▶ [DATASET CONTENT]:

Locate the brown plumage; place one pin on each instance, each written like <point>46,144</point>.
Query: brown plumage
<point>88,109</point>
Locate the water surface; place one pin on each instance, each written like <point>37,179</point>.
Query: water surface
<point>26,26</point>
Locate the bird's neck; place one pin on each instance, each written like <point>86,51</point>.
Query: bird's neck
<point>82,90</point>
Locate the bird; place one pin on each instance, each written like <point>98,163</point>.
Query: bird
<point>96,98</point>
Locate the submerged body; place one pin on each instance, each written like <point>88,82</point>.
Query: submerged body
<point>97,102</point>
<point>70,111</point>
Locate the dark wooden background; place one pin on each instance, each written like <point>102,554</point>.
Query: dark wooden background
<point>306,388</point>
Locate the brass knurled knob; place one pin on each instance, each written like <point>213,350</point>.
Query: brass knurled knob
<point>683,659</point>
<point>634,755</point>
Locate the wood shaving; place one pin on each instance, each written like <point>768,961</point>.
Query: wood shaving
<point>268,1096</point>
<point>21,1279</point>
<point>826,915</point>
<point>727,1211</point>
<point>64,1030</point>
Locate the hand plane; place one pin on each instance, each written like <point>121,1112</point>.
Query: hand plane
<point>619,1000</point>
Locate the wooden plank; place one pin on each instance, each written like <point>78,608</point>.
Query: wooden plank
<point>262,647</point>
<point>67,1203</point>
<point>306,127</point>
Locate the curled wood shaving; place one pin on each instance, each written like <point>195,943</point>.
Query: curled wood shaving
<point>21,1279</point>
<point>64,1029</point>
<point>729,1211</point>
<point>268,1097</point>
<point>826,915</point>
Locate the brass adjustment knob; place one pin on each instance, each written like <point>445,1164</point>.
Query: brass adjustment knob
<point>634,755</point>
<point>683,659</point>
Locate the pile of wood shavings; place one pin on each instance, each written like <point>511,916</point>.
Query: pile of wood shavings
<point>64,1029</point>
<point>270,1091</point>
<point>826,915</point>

▶ [YOUR GOAL]: Can you convert all of the lines above into a numbered list, skipping any blank lines?

▶ [THE OUTPUT]:
1. Locate the brown plumage; place one pin on each instance, each written like <point>46,144</point>.
2. Query: brown plumage
3. <point>88,109</point>
4. Locate the water surface; place one pin on each instance, each written like <point>37,179</point>.
5. Query: water surface
6. <point>26,26</point>
7. Locate the bird's neck; place one pin on each instance, each written like <point>86,51</point>.
8. Query: bird's neck
9. <point>82,90</point>
10. Locate the bird; place one pin on each instance, each written like <point>98,163</point>.
11. Query: bird
12. <point>96,98</point>
13. Locate the submerged body; place one pin on each instance, each written like <point>88,82</point>.
14. Query: submerged body
15. <point>97,102</point>
16. <point>70,111</point>
17. Locate the dark wooden background; place one pin on each instance, each written like <point>102,554</point>.
18. Query: dark wooden background
19. <point>306,388</point>
20. Locate the brass knurled knob; place one pin on each instance, each written like <point>213,350</point>.
21. Query: brass knurled knob
22. <point>683,659</point>
23. <point>634,755</point>
24. Locate the wood shaving; place one pin on each instance, each written like <point>768,961</point>.
25. Query: wood shaving
26. <point>268,1096</point>
27. <point>21,1279</point>
28. <point>826,915</point>
29. <point>727,1211</point>
30. <point>64,1030</point>
31. Locate the hand plane; place one pin on each instance, each written like <point>121,1112</point>.
32. Query: hand plane
33. <point>619,1000</point>
34. Locate the wooden plank; place one pin on each instance, each written like <point>78,608</point>.
35. Query: wooden plank
36. <point>262,647</point>
37. <point>67,1203</point>
38. <point>306,127</point>
39. Locate the curled wood shaving; place one pin on each instance, each written like <point>195,943</point>.
40. Query: curled wood shaving
41. <point>21,1279</point>
42. <point>64,1029</point>
43. <point>729,1211</point>
44. <point>268,1097</point>
45. <point>826,915</point>
46. Locate the brass adjustment knob; place one pin on each instance, each written like <point>445,1164</point>.
47. Query: brass adjustment knob
48. <point>634,755</point>
49. <point>683,659</point>
50. Locate the pile of wood shavings; place one pin on each instance, each written like <point>511,916</point>.
51. Query: pile of wood shavings
52. <point>64,1029</point>
53. <point>270,1091</point>
54. <point>826,915</point>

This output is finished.